Copy out every line of the records below that contains the string "lobed", counting only matches with the same case.
Start of RECORDS PROVIDED
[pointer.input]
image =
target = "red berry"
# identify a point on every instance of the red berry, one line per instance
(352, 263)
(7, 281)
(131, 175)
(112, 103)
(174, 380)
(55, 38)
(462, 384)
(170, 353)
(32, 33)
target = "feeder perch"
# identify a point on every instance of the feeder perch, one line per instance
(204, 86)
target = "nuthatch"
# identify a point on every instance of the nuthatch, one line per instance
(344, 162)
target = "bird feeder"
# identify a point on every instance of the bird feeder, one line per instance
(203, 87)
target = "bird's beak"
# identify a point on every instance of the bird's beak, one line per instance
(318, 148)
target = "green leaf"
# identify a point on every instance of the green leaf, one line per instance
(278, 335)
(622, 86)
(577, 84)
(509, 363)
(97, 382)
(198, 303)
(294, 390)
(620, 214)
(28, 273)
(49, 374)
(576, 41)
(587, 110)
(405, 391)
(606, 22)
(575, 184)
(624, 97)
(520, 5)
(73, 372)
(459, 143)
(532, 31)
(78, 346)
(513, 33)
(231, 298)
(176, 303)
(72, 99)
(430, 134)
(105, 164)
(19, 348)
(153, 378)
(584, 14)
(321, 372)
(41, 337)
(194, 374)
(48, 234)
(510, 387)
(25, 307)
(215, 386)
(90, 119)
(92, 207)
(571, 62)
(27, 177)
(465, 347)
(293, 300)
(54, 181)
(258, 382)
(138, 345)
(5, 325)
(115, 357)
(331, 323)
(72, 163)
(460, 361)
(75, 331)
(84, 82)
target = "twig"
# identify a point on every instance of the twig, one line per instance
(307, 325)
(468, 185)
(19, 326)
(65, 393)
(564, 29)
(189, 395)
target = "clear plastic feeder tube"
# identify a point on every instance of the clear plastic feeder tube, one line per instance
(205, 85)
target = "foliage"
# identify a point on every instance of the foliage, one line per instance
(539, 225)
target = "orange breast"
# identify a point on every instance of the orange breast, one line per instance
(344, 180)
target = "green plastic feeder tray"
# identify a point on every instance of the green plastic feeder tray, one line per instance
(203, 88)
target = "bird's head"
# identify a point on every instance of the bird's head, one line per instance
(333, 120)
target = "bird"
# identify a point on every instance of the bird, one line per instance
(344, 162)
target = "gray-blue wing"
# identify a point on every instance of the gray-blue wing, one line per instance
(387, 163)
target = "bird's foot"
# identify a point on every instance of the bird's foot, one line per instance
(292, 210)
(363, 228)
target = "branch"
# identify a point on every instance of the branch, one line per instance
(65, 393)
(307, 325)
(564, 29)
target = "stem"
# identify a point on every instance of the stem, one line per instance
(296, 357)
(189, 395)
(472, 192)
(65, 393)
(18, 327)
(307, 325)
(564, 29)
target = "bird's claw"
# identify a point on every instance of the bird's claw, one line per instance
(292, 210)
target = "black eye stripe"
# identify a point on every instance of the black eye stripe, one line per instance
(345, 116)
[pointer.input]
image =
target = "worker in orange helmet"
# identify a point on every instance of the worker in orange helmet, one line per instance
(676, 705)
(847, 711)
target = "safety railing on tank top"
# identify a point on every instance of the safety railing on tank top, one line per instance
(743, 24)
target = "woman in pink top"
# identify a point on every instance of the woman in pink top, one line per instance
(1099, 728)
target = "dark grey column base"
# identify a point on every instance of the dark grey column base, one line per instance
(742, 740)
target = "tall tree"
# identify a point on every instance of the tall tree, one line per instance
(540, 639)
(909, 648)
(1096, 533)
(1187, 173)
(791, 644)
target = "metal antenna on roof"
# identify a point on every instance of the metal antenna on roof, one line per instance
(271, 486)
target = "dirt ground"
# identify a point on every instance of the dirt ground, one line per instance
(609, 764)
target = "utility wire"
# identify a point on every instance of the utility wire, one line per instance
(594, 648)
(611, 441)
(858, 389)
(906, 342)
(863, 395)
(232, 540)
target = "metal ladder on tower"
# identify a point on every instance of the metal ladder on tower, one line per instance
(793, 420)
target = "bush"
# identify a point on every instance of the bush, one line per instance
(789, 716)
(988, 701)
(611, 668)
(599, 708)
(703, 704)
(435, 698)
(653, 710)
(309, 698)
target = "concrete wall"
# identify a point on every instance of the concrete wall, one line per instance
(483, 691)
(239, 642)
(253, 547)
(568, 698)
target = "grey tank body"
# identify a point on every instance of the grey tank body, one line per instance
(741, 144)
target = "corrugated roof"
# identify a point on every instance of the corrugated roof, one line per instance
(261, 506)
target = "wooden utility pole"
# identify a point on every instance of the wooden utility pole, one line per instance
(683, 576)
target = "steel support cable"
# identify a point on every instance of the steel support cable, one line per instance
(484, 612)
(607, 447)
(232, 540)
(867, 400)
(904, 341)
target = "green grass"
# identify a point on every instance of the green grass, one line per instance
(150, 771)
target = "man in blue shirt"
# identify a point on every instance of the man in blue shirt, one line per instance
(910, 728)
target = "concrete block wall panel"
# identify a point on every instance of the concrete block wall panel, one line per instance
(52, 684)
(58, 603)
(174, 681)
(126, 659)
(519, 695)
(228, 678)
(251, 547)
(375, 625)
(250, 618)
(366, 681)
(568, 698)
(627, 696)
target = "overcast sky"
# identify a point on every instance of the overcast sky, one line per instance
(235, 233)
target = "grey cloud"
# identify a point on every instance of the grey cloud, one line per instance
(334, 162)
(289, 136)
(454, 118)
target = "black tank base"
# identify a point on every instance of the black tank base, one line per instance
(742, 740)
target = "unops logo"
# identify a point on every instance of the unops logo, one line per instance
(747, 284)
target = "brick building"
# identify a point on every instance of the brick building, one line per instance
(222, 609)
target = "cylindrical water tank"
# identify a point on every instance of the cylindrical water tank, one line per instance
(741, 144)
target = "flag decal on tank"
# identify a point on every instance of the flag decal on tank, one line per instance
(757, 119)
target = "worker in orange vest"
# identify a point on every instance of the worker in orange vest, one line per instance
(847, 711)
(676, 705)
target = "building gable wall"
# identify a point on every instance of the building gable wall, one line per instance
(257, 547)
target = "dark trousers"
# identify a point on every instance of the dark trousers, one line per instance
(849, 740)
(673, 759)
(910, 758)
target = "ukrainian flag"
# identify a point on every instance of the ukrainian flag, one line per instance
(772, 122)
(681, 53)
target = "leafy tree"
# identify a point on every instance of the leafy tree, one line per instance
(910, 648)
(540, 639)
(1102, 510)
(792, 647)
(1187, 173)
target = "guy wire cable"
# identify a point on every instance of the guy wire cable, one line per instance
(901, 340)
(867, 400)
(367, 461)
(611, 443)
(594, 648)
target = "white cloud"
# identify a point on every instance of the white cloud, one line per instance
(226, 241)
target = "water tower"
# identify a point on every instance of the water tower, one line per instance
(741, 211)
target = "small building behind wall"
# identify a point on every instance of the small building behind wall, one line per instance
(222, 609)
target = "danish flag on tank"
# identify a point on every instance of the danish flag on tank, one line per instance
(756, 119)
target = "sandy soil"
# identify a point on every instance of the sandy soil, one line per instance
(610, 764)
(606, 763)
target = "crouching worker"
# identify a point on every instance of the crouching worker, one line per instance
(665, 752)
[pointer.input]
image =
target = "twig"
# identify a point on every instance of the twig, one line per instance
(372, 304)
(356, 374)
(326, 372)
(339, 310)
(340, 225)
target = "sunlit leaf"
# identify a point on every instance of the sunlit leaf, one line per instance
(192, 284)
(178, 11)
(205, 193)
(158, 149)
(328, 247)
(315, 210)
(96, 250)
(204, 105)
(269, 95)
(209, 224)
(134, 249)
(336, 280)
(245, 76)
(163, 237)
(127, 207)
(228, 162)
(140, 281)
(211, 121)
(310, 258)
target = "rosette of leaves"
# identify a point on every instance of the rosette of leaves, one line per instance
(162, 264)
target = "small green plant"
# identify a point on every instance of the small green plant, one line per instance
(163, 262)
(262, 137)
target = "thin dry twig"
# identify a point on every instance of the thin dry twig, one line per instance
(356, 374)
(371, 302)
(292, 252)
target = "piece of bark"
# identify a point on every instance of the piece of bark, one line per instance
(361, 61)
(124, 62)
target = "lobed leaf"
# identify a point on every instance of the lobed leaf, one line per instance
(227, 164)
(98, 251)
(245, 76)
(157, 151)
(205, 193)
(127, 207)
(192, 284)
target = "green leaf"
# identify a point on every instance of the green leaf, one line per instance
End of RECORDS PROVIDED
CORRECT RESULT -
target = "lobed leaf"
# identify a point on every instance of the lobed leaf, one line per instance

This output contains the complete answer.